• _PROBLEM DESCRIPTION_
Each line below must be transcribed with no word changed.

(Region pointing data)
<<<<
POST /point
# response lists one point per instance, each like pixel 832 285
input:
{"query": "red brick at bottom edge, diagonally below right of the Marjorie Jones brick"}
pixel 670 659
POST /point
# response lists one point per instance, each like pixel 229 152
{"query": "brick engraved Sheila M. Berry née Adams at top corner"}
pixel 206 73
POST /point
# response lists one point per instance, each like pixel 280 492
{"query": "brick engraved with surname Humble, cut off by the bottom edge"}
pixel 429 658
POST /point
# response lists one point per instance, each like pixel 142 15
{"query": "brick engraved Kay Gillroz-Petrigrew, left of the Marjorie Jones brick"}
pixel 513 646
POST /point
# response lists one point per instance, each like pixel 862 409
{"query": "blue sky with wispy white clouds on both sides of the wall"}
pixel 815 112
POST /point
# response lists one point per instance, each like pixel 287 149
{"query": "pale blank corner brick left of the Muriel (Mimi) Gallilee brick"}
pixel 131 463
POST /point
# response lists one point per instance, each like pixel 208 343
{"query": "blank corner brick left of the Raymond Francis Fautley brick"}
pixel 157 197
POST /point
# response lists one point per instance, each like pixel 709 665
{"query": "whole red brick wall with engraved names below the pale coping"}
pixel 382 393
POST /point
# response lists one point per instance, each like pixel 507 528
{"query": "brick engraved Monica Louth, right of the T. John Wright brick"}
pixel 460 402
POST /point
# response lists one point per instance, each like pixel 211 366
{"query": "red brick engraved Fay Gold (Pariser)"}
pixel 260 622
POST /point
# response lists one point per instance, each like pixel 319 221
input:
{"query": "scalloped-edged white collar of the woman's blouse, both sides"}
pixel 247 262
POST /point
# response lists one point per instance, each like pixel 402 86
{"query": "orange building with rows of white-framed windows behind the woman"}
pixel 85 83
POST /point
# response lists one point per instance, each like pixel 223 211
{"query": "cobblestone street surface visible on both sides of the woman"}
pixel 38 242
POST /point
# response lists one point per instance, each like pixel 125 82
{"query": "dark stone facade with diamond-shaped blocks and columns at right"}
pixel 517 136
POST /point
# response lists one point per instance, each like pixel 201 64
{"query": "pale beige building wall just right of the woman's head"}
>>>>
• _OUTPUT OF THE EXERCISE_
POST /point
# response lists one point per instance, each like pixel 832 285
input:
{"query": "red brick at bottom edge, diagonally below right of the Marjorie Jones brick"}
pixel 670 659
POST /point
# response lists one point per instance, each like pixel 229 152
{"query": "brick engraved Sheila M. Berry née Adams at top corner"}
pixel 206 73
POST /point
# response lists one point per instance, each like pixel 280 492
{"query": "brick engraved with surname Humble, cut off by the bottom edge"}
pixel 429 658
POST /point
# response lists one point per instance, each like pixel 142 15
{"query": "brick engraved Kay Gillroz-Petrigrew, left of the Marjorie Jones brick"}
pixel 513 646
POST /point
# response lists one point per instance, each like pixel 862 409
{"query": "blue sky with wispy white clouds on both sides of the wall"}
pixel 815 112
POST /point
# response lists one point per instance, each like pixel 287 149
{"query": "pale blank corner brick left of the Muriel (Mimi) Gallilee brick"}
pixel 131 463
POST /point
# response lists one point per instance, each like pixel 208 343
{"query": "blank corner brick left of the Raymond Francis Fautley brick"}
pixel 157 197
POST /point
# response lists one point per instance, each like pixel 709 665
{"query": "whole red brick wall with engraved names below the pale coping"}
pixel 382 393
POST /point
# response lists one point per instance, each like pixel 507 528
{"query": "brick engraved Monica Louth, right of the T. John Wright brick"}
pixel 460 402
POST /point
# response lists one point per instance, each like pixel 211 366
{"query": "red brick engraved Fay Gold (Pariser)"}
pixel 260 622
POST /point
# response lists one point per instance, each like pixel 319 221
input:
{"query": "scalloped-edged white collar of the woman's blouse, both sides"}
pixel 247 262
POST /point
# response lists one point per instance, each like pixel 402 86
{"query": "orange building with rows of white-framed windows behind the woman"}
pixel 85 83
POST /point
# response lists one point per instance, each like pixel 223 211
{"query": "cobblestone street surface visible on both sides of the woman"}
pixel 38 242
POST /point
# response lists one point per instance, each like pixel 125 82
{"query": "dark stone facade with diamond-shaped blocks and columns at right"}
pixel 517 136
POST /point
# response lists one point per instance, each like pixel 201 64
{"query": "pale beige building wall just right of the woman's head"}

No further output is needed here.